__本文の抜粋__.
経験的にも悪態をついたあとの人々は原因から「全力で逃げる」よりもむしろ「立ち向かう」という行動のほうをよくとるはずです。
こうした「悪態をつくと力が出る」という現象は、昔から多くの人がなんとなく感じていて、科学者たちも「これは本当なのか?」「なぜそんなことが起こるのか?」と興味を持ち、研究を続けてきました。
これまでの研究では、悪態を口にすると実際に力が入りやすくなるという結果が報告されています。
例えば握力のテストでは、汚い言葉を口にした直後に握力が平均で約1.4kg高くなるというデータが示されています。
他にも、「悪態を口にした人は、氷水の中に手を入れているときの痛みをより長く我慢できる」という結果も報告されています。
これらの効果は心理的なものだけではなく、実際に体の生理的な反応、つまり体の内部で起こる自動的な活動とも関連すると考えられています。
悪態をついたときに私たちの体は強い感情を抱きやすくなり、その感情の影響で体の内部の活動(自律神経の反応)が活発になるとされているのです。
自律神経とは、私たちが意識しなくても勝手に体の機能を調整してくれる神経のことで、例えば緊張すると心拍が速くなったり、汗をかいたりするのはこの自律神経の働きです。
悪態をつくことが、この自律神経を刺激し、体が一時的に「本気モード」に入るような状態になるのではないかと考えられています。
しかし、実際にはまだよく分かっていないこともありました。
特に、「なぜ悪態をつくことで一時的に力が出るのか」という詳しい仕組みは、長い間はっきりと説明されていなかったのです。
かつての研究者たちは、「悪態をつくとアドレナリン(興奮したときに出るホルモン)が増えて力が出るのではないか?」と予想し、その証拠をつかもうとしていました。
しかし、この予想はなかなかはっきりとは実証できませんでした。
そこで最近になって注目されているのが、「状態脱抑制(じょうたいだつよくせい)」という考え方です。

__実施する作業__.
A. 悪態についての本文のうち、「こうした「悪態をつくと力が出」と「関連すると考えられています。」の間を、両端も含めてそのまま書き写すこと。
B. 悪態についての本文によると、握力のテストで汚い言葉を口にした直後の握力は平均でどれだけ高くなったか。

__項目の抜粋__.
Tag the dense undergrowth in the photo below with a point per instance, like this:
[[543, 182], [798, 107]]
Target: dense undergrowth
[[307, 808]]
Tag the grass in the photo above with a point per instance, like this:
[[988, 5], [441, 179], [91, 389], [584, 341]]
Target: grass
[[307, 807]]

__作業ごとの出力__.
A.
こうした「悪態をつくと力が出る」という現象は、昔から多くの人がなんとなく感じていて、科学者たちも「これは本当なのか?」「なぜそんなことが起こるのか?」と興味を持ち、研究を続けてきました。
これまでの研究では、悪態を口にすると実際に力が入りやすくなるという結果が報告されています。
例えば握力のテストでは、汚い言葉を口にした直後に握力が平均で約1.4kg高くなるというデータが示されています。
他にも、「悪態を口にした人は、氷水の中に手を入れているときの痛みをより長く我慢できる」という結果も報告されています。
これらの効果は心理的なものだけではなく、実際に体の生理的な反応、つまり体の内部で起こる自動的な活動とも関連すると考えられています。

B. 平均で約1.4kg高くなった。